Stated problem: Reproduce the following records verbatim, line for line.

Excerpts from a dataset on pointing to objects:

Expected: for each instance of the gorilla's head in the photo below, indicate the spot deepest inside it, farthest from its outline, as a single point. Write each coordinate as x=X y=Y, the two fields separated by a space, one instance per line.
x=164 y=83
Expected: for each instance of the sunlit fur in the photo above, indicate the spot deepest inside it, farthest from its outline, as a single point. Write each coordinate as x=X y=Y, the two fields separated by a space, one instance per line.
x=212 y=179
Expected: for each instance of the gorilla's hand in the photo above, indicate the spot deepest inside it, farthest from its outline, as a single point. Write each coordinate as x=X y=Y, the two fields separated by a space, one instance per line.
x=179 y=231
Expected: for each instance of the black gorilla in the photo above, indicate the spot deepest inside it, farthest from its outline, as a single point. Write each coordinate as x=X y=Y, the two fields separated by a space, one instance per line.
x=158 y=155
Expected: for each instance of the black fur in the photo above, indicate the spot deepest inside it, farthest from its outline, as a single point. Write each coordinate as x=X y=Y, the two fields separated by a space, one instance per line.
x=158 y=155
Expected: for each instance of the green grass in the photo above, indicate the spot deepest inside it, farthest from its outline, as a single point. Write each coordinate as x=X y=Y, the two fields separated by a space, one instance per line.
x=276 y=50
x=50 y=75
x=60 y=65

Response to the exercise:
Expected: for each instance of the gorilla's head in the photo below, indicate the spot deepest inside it, farthest from its outline, as a single point. Write each coordinate as x=X y=Y, the two fields separated by a space, one instance per line.
x=164 y=83
Expected: for each instance of the sunlit fur in the photo above, indicate the spot deepest inside it, farthest from its outline, as a single point. Write each coordinate as x=X y=Y, the two fields separated by a space, one instance per line.
x=212 y=179
Expected: for each instance of the gorilla's hand in the photo above, indicate the spot deepest inside it, farthest from its outline, as a single point. Write each coordinate as x=X y=Y, the two fields separated by a space, one instance per line.
x=179 y=231
Expected: for each instance of the black gorilla in the photo above, indicate the spot deepest inside it, farthest from its outline, as a single point. Write each coordinate as x=X y=Y, the two fields separated by a space, one instance per line.
x=158 y=155
Expected: for each instance of the black fur in the photo above, indicate the spot deepest inside it, farthest from its outline, as a single point. Write each coordinate as x=X y=Y, the two fields separated by a space, one instance per line.
x=158 y=155
Expected: for each instance of the green grass in the photo above, indicate the spot deepest inside it, farthest from its outline, as a single point. Write each coordinate as x=X y=Y, the two fields separated by a space, one instance per line.
x=276 y=50
x=50 y=75
x=60 y=65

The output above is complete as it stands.